The proceeds of the Leiden University Science Run on 28 September will go to Scholars at Risk, a section of the UAF that assists refugee scholars. One such scholar is Leiden PhD candidate Lety Elvir Lazo from Honduras.

Lety Elvir Lazo spent 20 years working as a lecturer and author in Honduras. She now has a PhD scholarship from Scholars at Risk (SAR) and works at the Leiden University Centre for Arts in Society. She is conducting research into Central-American literature written by women in the period 1992-2002. That is one of the many post-war periods that Honduras has known; in Honduras, democracy and dictatorship have been following each other in succession for a long time already. Elvir also looks at how women are depicted in the context of failed revolutions and uprisings and increasing neoliberalism and globalisation in Central America.

Honduras
Protests in Honduras.

Why did you flee Honduras?

‘There was a coup in June 2009, which resulted in a dictatorship. This dictatorship is involved in corruption, drug trafficking, election fraud and giving away natural resources to multinationals. I left Honduras because I was threatened, persecuted and monitored by groups and people who were part of the repressive state apparatus and/or paramilitaries.

‘In Honduras, there are death squads that abduct, torture and murder people if they are suspected of belonging to the opposition. The same is true for environmental and human rights activists. Even more painful was that I also fell victim to political persecution at the university where I had worked for 20 years. A few months before I left Honduras, my colleague Héctor Martínez Motiño, who like me was harassed and intimidated by the university administration, was killed with 12 bullets at the entrance to the university.’

How did you come into contact with SAR and how did you end up in the Netherlands and then Leiden?

‘I came to the Netherlands at the end of 2015, as writer in residence at the invitation of the city of Amsterdam and the Dutch Foundation for Literature. I write stories, poems and literary essays.

‘SAR protects scholars whose life, freedom and wellbeing are under severe threat. It is a place of refuge for threatened academics.’

Then somebody told me about the UAF programme that helps threatened university lecturers and academics: SAR. SAR protects researchers whose life, freedom and wellbeing are under severe threat. It is a place of refuge for threatened academics, and an international network of higher education institutions that arrange for temporary research and teaching positions within this network as well as offering advice.

‘Later on, the UAF-SAR provided me with a scholarship, and Leiden University gave me the opportunity to do PhD research at the Faculty of Humanities. To be closer to the University, I moved to Leiden in 2019.

I have now experienced what the UAF-SAR can mean. You feel solidarity within the network of supporting universities – such as Leiden University, which opens its doors to people who need space to work, write, think and express ourselves in freedom. Space in which we can keep in touch with our subject and can continue to be of use by sharing our experience and above all living out our passion for free scholarship.

Honduras
In June 2019, students at the University of Tegucigalpa were held hostage for days by soldiers, who had previously shot and killed students.

Do you hold out any hope of returning to your own country?

*Material provided*:
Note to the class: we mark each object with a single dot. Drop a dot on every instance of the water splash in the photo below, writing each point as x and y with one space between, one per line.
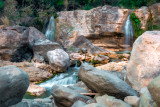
51 29
129 33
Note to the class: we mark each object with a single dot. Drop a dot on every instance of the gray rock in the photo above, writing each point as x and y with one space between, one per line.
145 98
14 45
78 89
78 104
95 105
111 101
14 83
65 97
33 103
58 59
42 46
154 89
132 100
21 104
104 82
144 64
82 42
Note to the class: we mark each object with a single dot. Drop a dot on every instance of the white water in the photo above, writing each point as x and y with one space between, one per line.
65 79
51 29
129 33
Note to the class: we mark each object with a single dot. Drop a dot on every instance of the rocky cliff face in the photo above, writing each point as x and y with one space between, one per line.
102 25
143 14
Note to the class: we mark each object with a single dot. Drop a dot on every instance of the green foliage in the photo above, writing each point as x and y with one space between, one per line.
1 4
136 25
151 26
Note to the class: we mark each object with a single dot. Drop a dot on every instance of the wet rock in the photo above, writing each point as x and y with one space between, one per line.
132 100
104 82
110 101
65 97
33 103
144 64
42 46
58 59
145 98
95 105
35 74
14 45
101 59
78 104
113 66
36 90
14 84
154 89
78 89
155 13
82 42
82 85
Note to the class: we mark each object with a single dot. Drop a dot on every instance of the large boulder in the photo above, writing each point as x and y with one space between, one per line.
146 98
35 74
58 59
65 97
14 44
42 46
18 43
110 101
104 82
132 100
144 64
36 90
143 14
79 104
154 88
82 42
102 25
14 83
154 9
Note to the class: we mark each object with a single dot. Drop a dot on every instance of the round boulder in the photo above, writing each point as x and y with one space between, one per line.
58 59
14 83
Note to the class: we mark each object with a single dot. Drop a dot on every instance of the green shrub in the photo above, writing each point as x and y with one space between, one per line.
1 4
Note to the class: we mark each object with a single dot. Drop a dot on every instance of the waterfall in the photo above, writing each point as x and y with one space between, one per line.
128 30
51 29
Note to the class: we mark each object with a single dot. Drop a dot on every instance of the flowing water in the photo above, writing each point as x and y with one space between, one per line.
68 78
129 32
51 29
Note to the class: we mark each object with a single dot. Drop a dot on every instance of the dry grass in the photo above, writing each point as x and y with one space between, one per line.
5 21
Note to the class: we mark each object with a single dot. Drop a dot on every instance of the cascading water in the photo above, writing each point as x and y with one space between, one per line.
128 30
51 29
68 78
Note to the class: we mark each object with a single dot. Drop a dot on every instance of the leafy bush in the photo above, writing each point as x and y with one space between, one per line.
5 20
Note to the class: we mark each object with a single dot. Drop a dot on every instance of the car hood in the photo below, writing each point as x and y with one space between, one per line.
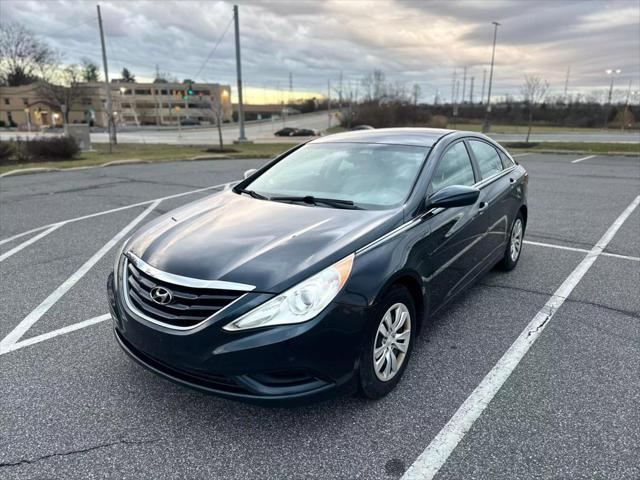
270 245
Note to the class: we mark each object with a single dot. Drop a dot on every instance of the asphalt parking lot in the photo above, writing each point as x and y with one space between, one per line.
74 406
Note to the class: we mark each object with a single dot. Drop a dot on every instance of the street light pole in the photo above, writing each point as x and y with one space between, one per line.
486 125
612 72
111 126
242 137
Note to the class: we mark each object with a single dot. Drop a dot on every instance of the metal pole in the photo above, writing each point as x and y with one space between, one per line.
242 137
329 103
486 125
626 105
111 126
464 84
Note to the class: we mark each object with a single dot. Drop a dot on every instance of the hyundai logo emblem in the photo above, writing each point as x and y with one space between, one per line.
161 295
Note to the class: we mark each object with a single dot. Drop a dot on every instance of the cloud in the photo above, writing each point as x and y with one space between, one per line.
412 42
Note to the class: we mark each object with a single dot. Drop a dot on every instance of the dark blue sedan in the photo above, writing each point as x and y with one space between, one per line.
313 275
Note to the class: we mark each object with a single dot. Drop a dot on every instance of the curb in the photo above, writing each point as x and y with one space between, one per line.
113 163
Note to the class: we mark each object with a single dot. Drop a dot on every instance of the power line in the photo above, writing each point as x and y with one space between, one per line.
214 48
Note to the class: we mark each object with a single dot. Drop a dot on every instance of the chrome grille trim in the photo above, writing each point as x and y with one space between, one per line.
127 295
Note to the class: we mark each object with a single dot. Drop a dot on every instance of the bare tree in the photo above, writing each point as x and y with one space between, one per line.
534 91
23 57
63 96
90 70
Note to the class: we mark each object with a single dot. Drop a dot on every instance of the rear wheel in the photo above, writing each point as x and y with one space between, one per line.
514 246
389 343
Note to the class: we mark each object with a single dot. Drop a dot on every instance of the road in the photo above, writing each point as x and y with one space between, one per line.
263 131
75 407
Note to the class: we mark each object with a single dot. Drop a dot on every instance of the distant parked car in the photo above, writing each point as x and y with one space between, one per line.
304 132
285 132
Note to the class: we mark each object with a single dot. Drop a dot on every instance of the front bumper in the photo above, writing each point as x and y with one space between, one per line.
283 365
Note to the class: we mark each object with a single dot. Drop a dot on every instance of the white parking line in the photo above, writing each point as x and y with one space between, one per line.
581 250
438 451
41 309
583 158
34 239
113 210
55 333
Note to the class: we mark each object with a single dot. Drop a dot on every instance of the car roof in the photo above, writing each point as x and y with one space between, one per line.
425 137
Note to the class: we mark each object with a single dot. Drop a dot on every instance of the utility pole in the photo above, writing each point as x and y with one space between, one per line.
236 22
329 103
486 126
453 88
612 73
626 106
464 84
111 126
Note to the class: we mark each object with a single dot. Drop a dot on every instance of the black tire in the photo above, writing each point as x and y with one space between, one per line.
508 261
371 386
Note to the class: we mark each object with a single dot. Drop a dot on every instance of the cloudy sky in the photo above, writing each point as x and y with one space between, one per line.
313 40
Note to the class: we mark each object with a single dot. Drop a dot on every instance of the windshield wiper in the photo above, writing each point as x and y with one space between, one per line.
252 193
311 200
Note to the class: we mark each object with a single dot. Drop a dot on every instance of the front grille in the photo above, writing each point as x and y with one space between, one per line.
188 307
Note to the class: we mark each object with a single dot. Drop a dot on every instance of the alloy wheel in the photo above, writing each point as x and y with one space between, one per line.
515 244
391 342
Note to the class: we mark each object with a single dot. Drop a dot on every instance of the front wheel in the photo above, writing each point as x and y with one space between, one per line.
389 343
514 246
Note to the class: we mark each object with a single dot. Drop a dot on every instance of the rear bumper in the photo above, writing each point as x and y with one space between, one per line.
286 365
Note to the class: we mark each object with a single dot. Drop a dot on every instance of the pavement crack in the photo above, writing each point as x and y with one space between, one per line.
29 461
628 313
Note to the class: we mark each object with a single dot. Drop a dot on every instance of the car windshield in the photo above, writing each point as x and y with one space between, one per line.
369 175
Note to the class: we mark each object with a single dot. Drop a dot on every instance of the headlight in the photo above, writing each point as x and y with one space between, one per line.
300 303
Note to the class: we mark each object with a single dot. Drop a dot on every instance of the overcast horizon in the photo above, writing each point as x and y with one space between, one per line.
411 42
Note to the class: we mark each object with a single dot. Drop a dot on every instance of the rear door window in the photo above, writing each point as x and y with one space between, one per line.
487 157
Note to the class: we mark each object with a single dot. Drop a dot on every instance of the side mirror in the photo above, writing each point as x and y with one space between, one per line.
250 172
453 196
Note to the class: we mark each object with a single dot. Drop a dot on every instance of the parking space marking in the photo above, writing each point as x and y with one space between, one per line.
41 309
578 160
113 210
55 333
581 250
32 240
438 451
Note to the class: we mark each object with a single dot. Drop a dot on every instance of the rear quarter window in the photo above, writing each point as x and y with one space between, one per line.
488 159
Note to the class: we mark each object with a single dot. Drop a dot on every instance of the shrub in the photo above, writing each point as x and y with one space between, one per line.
53 148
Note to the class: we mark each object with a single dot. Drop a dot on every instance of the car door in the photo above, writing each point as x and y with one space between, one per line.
454 245
495 187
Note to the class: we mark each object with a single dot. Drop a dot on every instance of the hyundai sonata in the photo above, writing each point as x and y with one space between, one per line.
313 275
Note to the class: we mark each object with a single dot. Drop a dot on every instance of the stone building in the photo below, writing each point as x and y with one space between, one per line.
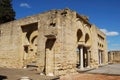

*Required tasks*:
• A. According to the interview, when did Lety Elvir Lazo come to the Netherlands?
• B. Count the lines of the entries that contain the string "pole", treating uppercase and lowercase as different, and give only the number.

*Answers to each task*:
• A. At the end of 2015.

• B. 3